◆ **Task details**
Repeat the rows from the line with "For every instance of the large" up to and including the last line, leaving the pictures out.

---------- Information provided ----------

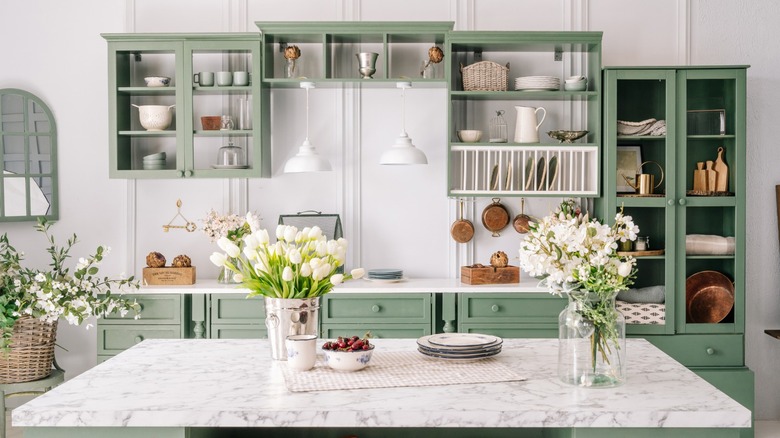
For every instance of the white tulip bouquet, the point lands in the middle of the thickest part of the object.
(300, 264)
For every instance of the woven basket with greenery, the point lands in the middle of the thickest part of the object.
(31, 351)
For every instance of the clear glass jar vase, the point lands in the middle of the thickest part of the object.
(591, 341)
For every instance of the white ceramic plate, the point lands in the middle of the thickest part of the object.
(462, 339)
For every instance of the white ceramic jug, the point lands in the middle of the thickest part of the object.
(527, 128)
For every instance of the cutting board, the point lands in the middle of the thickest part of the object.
(722, 171)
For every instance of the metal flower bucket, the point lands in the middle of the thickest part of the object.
(284, 317)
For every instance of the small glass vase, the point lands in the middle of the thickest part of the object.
(226, 276)
(290, 69)
(591, 341)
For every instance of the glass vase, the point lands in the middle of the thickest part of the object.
(591, 341)
(226, 275)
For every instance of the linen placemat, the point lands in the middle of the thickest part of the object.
(389, 369)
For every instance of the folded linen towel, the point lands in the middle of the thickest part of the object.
(645, 127)
(652, 294)
(708, 244)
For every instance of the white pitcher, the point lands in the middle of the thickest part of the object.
(527, 128)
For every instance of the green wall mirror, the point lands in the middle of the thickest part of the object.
(28, 153)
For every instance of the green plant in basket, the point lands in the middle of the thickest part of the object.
(300, 264)
(55, 293)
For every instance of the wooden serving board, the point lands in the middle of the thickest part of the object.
(489, 275)
(645, 253)
(169, 276)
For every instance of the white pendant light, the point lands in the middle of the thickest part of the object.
(307, 159)
(403, 151)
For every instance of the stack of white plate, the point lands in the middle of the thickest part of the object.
(459, 346)
(385, 275)
(537, 83)
(154, 161)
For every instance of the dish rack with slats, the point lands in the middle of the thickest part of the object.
(524, 170)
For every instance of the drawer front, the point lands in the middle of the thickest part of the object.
(514, 308)
(513, 330)
(378, 331)
(382, 308)
(237, 309)
(114, 339)
(155, 309)
(236, 331)
(703, 350)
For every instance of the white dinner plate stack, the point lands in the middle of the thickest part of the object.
(459, 346)
(537, 83)
(154, 161)
(385, 275)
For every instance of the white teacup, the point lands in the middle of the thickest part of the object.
(301, 351)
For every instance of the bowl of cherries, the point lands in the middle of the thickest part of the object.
(348, 353)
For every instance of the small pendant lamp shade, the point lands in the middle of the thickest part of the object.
(307, 159)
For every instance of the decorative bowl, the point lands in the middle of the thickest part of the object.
(567, 136)
(348, 360)
(155, 117)
(470, 135)
(211, 123)
(157, 81)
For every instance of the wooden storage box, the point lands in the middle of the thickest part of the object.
(489, 275)
(169, 276)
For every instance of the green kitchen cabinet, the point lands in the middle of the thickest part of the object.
(328, 52)
(191, 151)
(402, 315)
(546, 168)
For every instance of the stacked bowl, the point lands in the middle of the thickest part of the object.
(154, 161)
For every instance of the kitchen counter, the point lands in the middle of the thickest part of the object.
(167, 388)
(411, 285)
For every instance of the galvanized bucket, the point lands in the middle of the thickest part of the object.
(284, 317)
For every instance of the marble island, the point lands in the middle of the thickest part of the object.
(183, 388)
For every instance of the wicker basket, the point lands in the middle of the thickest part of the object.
(485, 76)
(31, 354)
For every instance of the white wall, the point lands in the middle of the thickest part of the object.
(394, 216)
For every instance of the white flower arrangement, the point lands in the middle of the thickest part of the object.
(300, 264)
(56, 293)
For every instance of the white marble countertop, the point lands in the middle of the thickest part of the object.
(410, 285)
(234, 383)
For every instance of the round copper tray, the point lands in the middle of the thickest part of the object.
(709, 297)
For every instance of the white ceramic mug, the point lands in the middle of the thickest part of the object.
(240, 78)
(224, 78)
(204, 78)
(301, 351)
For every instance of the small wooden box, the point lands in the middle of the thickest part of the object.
(489, 275)
(169, 276)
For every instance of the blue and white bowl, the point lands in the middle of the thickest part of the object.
(348, 360)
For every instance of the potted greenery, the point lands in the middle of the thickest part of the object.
(32, 301)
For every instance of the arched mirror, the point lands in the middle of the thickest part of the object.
(28, 154)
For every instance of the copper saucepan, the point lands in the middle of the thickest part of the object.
(462, 230)
(522, 220)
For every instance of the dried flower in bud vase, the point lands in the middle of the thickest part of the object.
(499, 259)
(435, 54)
(155, 260)
(292, 52)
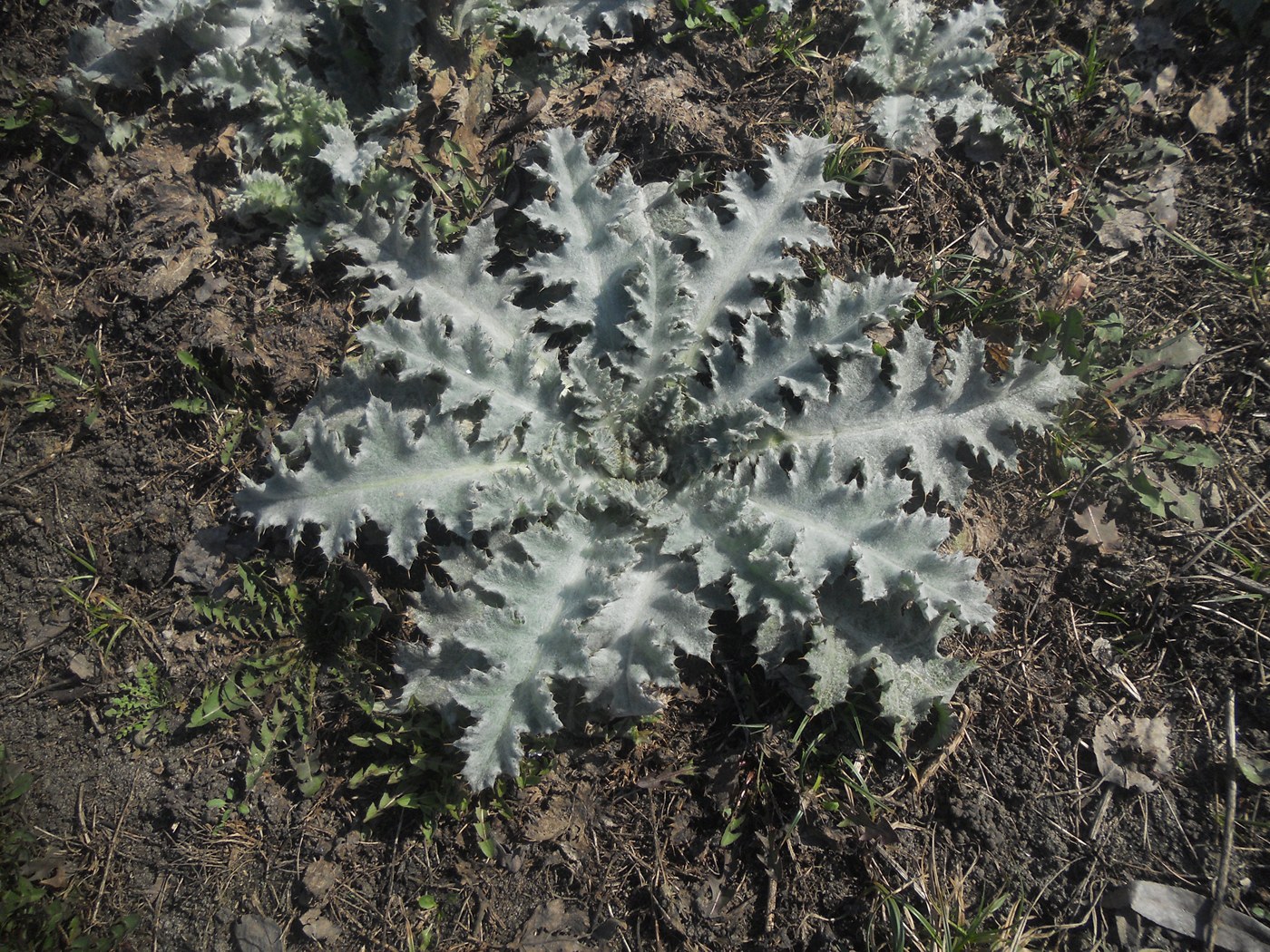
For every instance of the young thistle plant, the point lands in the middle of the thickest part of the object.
(657, 444)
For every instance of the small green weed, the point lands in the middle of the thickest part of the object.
(91, 383)
(139, 704)
(103, 616)
(704, 15)
(31, 112)
(1102, 437)
(34, 916)
(308, 630)
(950, 923)
(229, 405)
(459, 193)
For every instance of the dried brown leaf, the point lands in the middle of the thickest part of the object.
(1099, 530)
(1210, 112)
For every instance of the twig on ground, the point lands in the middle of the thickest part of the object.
(114, 846)
(1223, 867)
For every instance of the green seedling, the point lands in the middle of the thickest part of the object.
(139, 706)
(104, 618)
(308, 630)
(232, 412)
(91, 383)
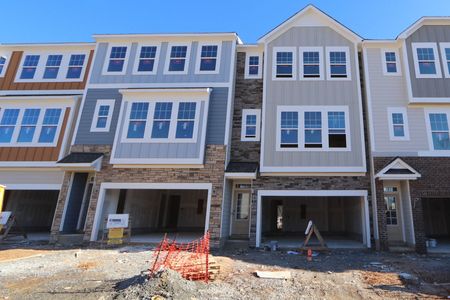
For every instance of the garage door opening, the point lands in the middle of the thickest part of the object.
(340, 220)
(33, 210)
(153, 212)
(436, 215)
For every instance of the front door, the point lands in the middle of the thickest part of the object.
(241, 214)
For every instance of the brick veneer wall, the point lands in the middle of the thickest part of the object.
(434, 183)
(213, 172)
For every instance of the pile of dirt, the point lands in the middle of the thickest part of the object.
(167, 284)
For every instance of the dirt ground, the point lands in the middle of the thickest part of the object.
(120, 274)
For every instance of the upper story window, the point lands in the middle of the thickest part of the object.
(29, 126)
(178, 59)
(138, 120)
(252, 66)
(161, 120)
(250, 125)
(29, 66)
(284, 63)
(75, 67)
(208, 61)
(52, 66)
(426, 61)
(311, 63)
(338, 63)
(101, 121)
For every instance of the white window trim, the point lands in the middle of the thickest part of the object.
(103, 102)
(301, 129)
(247, 74)
(427, 112)
(347, 64)
(63, 67)
(404, 112)
(149, 122)
(108, 54)
(245, 113)
(275, 50)
(186, 64)
(397, 62)
(436, 60)
(137, 58)
(199, 54)
(39, 125)
(321, 69)
(444, 59)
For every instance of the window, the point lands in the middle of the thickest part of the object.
(445, 54)
(161, 120)
(439, 131)
(252, 68)
(76, 64)
(311, 67)
(289, 129)
(29, 66)
(8, 124)
(313, 129)
(208, 60)
(337, 137)
(178, 59)
(147, 62)
(186, 120)
(28, 127)
(138, 120)
(390, 60)
(338, 64)
(250, 130)
(117, 59)
(284, 63)
(101, 121)
(426, 62)
(50, 125)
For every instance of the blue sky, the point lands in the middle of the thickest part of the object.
(28, 21)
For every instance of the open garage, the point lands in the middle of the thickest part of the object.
(342, 218)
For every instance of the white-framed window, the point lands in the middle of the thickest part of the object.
(338, 63)
(391, 62)
(208, 58)
(398, 124)
(30, 126)
(250, 125)
(445, 56)
(177, 59)
(284, 64)
(311, 63)
(147, 59)
(253, 66)
(116, 60)
(104, 109)
(313, 128)
(426, 60)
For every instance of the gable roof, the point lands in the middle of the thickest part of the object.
(326, 19)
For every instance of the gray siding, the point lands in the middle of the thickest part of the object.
(390, 91)
(321, 92)
(84, 134)
(429, 87)
(160, 77)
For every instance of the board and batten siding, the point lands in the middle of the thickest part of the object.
(160, 77)
(215, 133)
(429, 87)
(313, 93)
(391, 91)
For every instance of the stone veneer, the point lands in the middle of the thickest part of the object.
(213, 172)
(434, 183)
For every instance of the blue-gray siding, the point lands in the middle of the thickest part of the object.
(160, 77)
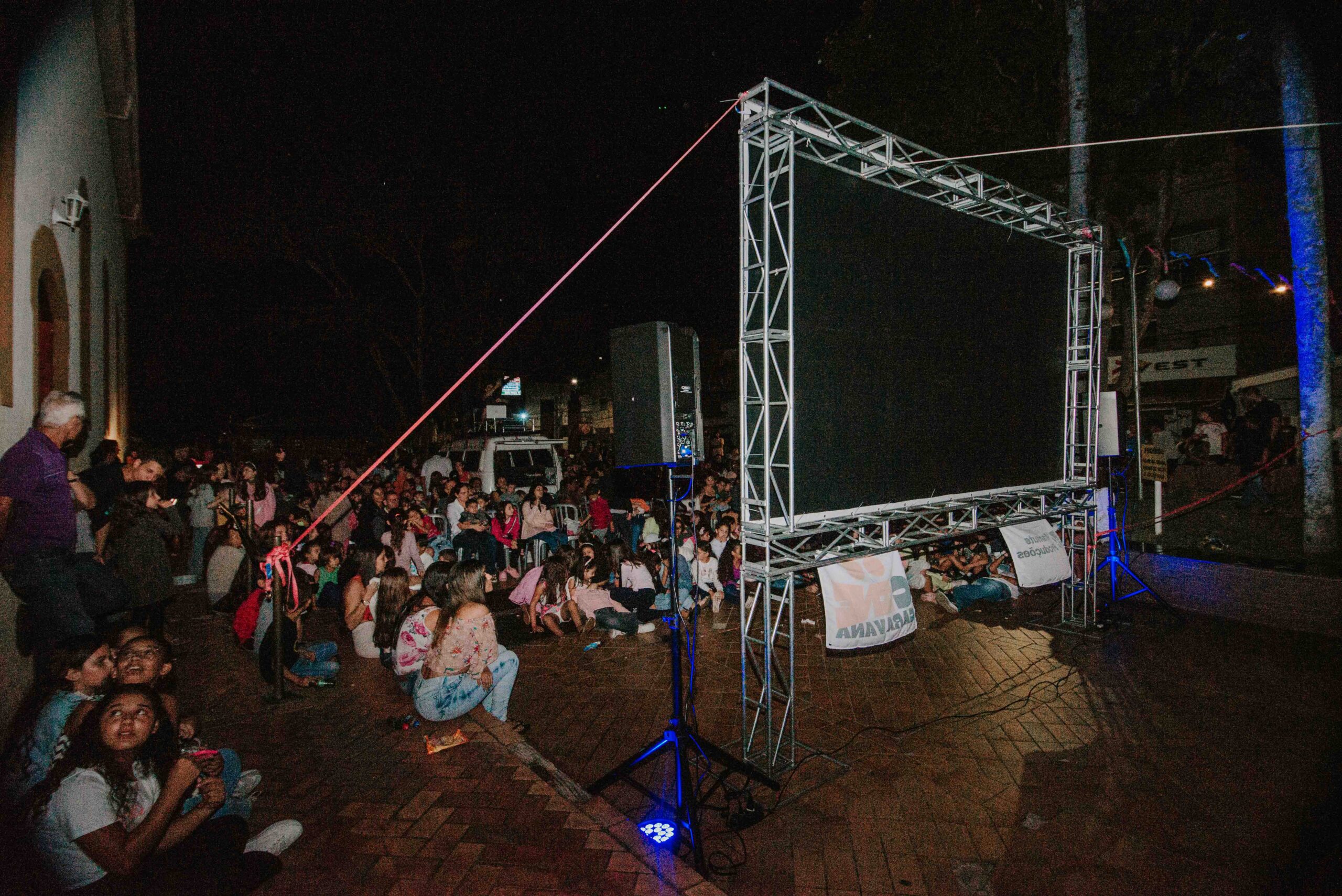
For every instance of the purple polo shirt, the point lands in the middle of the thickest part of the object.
(34, 475)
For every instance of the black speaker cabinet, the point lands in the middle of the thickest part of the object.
(655, 377)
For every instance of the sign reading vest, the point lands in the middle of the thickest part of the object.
(1038, 553)
(868, 602)
(1178, 364)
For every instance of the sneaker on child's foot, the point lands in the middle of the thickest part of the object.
(247, 784)
(276, 839)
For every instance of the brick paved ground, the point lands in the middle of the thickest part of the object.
(1191, 760)
(380, 815)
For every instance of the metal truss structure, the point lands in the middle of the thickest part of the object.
(780, 126)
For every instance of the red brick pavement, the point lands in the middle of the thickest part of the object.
(1170, 758)
(1165, 760)
(380, 815)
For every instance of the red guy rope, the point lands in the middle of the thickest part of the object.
(1216, 494)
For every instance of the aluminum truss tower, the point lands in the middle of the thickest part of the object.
(780, 126)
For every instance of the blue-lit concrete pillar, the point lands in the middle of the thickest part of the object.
(1310, 282)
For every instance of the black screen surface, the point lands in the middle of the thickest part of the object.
(929, 348)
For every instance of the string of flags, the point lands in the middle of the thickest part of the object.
(1279, 285)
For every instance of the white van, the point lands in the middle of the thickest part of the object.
(523, 459)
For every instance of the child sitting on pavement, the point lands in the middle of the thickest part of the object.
(71, 681)
(148, 661)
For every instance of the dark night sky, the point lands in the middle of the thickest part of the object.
(532, 131)
(516, 133)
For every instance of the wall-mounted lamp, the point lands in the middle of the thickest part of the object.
(73, 206)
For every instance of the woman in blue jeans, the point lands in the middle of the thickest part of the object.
(465, 664)
(998, 585)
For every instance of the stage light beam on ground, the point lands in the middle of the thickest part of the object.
(659, 830)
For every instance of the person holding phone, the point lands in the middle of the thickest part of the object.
(138, 534)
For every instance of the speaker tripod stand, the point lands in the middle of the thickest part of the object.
(679, 738)
(1117, 565)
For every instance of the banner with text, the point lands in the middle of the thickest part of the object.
(1038, 553)
(868, 602)
(1178, 364)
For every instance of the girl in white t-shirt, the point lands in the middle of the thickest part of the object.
(111, 809)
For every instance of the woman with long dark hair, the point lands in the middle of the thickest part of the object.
(538, 520)
(109, 818)
(394, 601)
(466, 666)
(416, 625)
(137, 550)
(259, 494)
(404, 550)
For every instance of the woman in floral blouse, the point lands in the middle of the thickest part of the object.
(465, 664)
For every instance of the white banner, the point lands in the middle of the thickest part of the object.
(868, 602)
(1036, 553)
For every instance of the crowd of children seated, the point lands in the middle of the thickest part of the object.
(121, 789)
(961, 572)
(117, 784)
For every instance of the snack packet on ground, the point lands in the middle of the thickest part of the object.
(443, 742)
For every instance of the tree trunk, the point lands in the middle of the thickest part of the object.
(1078, 102)
(1310, 282)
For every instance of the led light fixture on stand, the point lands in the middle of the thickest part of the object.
(694, 758)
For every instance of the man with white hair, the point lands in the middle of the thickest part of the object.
(38, 496)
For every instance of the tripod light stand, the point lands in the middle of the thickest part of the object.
(679, 737)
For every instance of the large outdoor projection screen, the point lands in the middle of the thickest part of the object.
(929, 351)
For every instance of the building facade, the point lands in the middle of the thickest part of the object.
(69, 204)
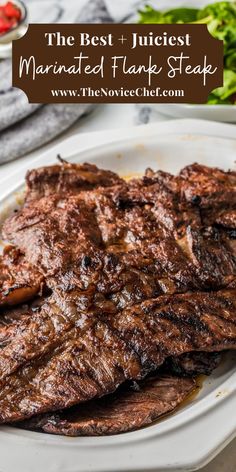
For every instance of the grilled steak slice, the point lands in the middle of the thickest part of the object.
(130, 408)
(66, 179)
(62, 356)
(208, 187)
(19, 281)
(193, 363)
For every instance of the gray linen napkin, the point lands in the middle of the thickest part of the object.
(24, 126)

----------

◆ **Correct output**
For every instance of the large outdoor projection screen, the point lands in the middle of the thickest part of the object.
(929, 351)
For every instance of the building facade, the point lands in the middle of the thickest part of the object.
(69, 204)
For every instance of the grilled steak slice, the point lands in the middle of the thickest part of the object.
(130, 408)
(66, 179)
(62, 356)
(208, 187)
(19, 281)
(193, 363)
For every instance of the gray linen napkin, the point lands in the middle of the thickest part of the object.
(24, 126)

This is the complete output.